● EXCERPTED TEXT
Allow the same .stanfunctions file to be `#include`d multiple times
This came up at StanCon as a common pain point when trying to organize groups of functions.
Suppose you have functions foo, bar, and baz living in files of the same names. foo is used by bar and by baz.
If you #include bar.stan and #include foo.stan in the same file, then you will end up with two (transitive) includes of foo.stan, and this will lead to a typechecker error for re-definition of the function foo.
Some solutions:
-
Add something like
#pragma oncein C++. This is the most explicit version, but it is probably my least favorite since it introduces a whole new verbiage -
Automatically de-duplicate files that end with
.stanfunctions. Note that we don't want to deduplcate arbitrary#includestatements since they may not actually live in the same scope and therefore it would be okay. Therefore, restricting to .stanfunctions file extensions ensures this is only doing something where it matters. Downside: introduces a semantic difference in the language based on the file extensions used. -
Allow duplicate function definitions if both definitions are from the same ultimate file. This would require some extra location logic in the typechecker.
Add something like #pragma once in C++. This is the most explicit version, but it is probably my least favorite since it introduces a whole new verbiage
Is there a reason we need something like #pragma once and not just directly using #pragma once directly? We could just do ifdefs for .stanfunction files
Mostly on a design level, I think adding more stuff from the C/C++ preprocessor would be a mistake
Do you mean adding preprocessor stuff to the AST/MIR? What if we just had info for whether a file was a .stanfunction file? Then the c++ mir can use that for adding the pragma but any other backend could just ignore that info if they did not want to use it
Oh I misunderstood, I was saying I didn't want to introduce #pragma once into the user-facing Stan language.

● MATERIAL SUPPLIED
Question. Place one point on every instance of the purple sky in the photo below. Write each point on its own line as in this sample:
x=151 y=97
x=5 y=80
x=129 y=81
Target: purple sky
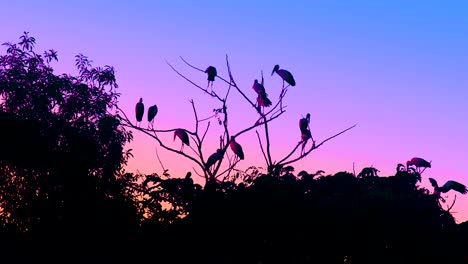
x=397 y=69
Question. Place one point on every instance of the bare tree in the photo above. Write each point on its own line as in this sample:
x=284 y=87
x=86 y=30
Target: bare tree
x=211 y=167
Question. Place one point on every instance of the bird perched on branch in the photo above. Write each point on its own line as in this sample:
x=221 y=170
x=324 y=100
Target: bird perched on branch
x=449 y=185
x=236 y=148
x=152 y=112
x=305 y=136
x=215 y=157
x=211 y=71
x=182 y=134
x=262 y=96
x=418 y=163
x=139 y=110
x=304 y=123
x=285 y=75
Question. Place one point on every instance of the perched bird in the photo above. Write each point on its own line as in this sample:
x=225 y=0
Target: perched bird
x=236 y=148
x=418 y=163
x=214 y=158
x=263 y=101
x=305 y=136
x=449 y=185
x=211 y=71
x=182 y=134
x=304 y=123
x=285 y=75
x=262 y=96
x=152 y=112
x=139 y=110
x=258 y=87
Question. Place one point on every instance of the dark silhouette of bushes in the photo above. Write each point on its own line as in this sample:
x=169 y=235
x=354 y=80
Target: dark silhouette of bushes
x=65 y=198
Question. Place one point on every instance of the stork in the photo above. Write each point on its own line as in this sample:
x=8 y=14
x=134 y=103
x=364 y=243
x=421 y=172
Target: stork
x=449 y=185
x=418 y=163
x=262 y=96
x=211 y=71
x=305 y=136
x=258 y=87
x=152 y=112
x=182 y=134
x=215 y=157
x=304 y=123
x=285 y=75
x=139 y=110
x=236 y=148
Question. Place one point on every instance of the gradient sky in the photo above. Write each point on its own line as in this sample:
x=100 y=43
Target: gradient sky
x=397 y=69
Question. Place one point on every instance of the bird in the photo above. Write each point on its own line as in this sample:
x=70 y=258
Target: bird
x=236 y=148
x=211 y=71
x=304 y=123
x=449 y=185
x=182 y=134
x=305 y=136
x=418 y=163
x=285 y=75
x=258 y=87
x=263 y=101
x=214 y=158
x=152 y=112
x=262 y=96
x=139 y=110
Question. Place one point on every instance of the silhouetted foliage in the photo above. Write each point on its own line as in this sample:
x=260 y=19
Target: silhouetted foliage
x=62 y=150
x=64 y=196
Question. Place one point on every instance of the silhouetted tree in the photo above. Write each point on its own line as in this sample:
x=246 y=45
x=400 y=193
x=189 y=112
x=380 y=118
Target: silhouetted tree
x=210 y=164
x=62 y=151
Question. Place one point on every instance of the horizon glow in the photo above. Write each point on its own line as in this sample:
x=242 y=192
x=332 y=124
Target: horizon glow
x=396 y=69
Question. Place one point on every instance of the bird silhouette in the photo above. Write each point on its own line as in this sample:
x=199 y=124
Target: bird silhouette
x=285 y=75
x=304 y=123
x=236 y=148
x=262 y=96
x=418 y=163
x=258 y=87
x=152 y=112
x=211 y=71
x=139 y=110
x=214 y=158
x=182 y=134
x=449 y=185
x=305 y=136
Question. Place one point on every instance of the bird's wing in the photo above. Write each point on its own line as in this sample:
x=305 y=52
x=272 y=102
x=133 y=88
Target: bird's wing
x=433 y=182
x=454 y=186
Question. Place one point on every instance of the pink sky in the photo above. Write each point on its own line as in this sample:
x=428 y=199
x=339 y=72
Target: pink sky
x=398 y=71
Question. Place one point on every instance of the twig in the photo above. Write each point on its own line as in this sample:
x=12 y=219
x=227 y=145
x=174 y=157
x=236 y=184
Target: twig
x=217 y=76
x=317 y=146
x=212 y=94
x=261 y=147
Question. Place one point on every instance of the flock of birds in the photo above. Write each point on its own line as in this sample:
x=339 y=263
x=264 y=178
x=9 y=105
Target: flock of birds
x=261 y=102
x=419 y=163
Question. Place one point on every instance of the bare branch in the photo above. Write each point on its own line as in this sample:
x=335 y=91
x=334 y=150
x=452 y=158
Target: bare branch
x=217 y=76
x=315 y=146
x=261 y=146
x=212 y=94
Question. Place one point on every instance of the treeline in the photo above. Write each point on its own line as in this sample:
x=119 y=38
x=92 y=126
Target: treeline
x=65 y=197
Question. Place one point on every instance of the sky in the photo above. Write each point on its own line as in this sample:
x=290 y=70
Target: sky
x=397 y=69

● SET OF TASKS
1. Reproduce the part of the Stan include thread from "Suppose you have" to "the function foo." word for word.
2. Carry on the thread about including the same .stanfunctions file more than once, picking up right after its last post.

● ANSWERS FOR THE EXERCISE
1.
Suppose you have functions foo, bar, and baz living in files of the same names. foo is used by bar and by baz.
If you #include bar.stan and #include foo.stan in the same file, then you will end up with two (transitive) includes of foo.stan, and this will lead to a typechecker error for re-definition of the function foo.

2.
We can't use it during actual code gen because we're only generating one file, in the end. We do the preprocessing ourselves to end up with one unit, which we need for typechecking etc anyway
The ideal solution would be to design a proper structure-aware import system and deprecate "C preprocessor" style textual #includes.
For example, let's say
import "otherfile.stan";
at the start of a file parses "otherfile.stan" and (effectively) prepends every block to the corresponding block in this file, without duplicating files that are imported in multiple ways. Would that cover all or majority of use cases for #include?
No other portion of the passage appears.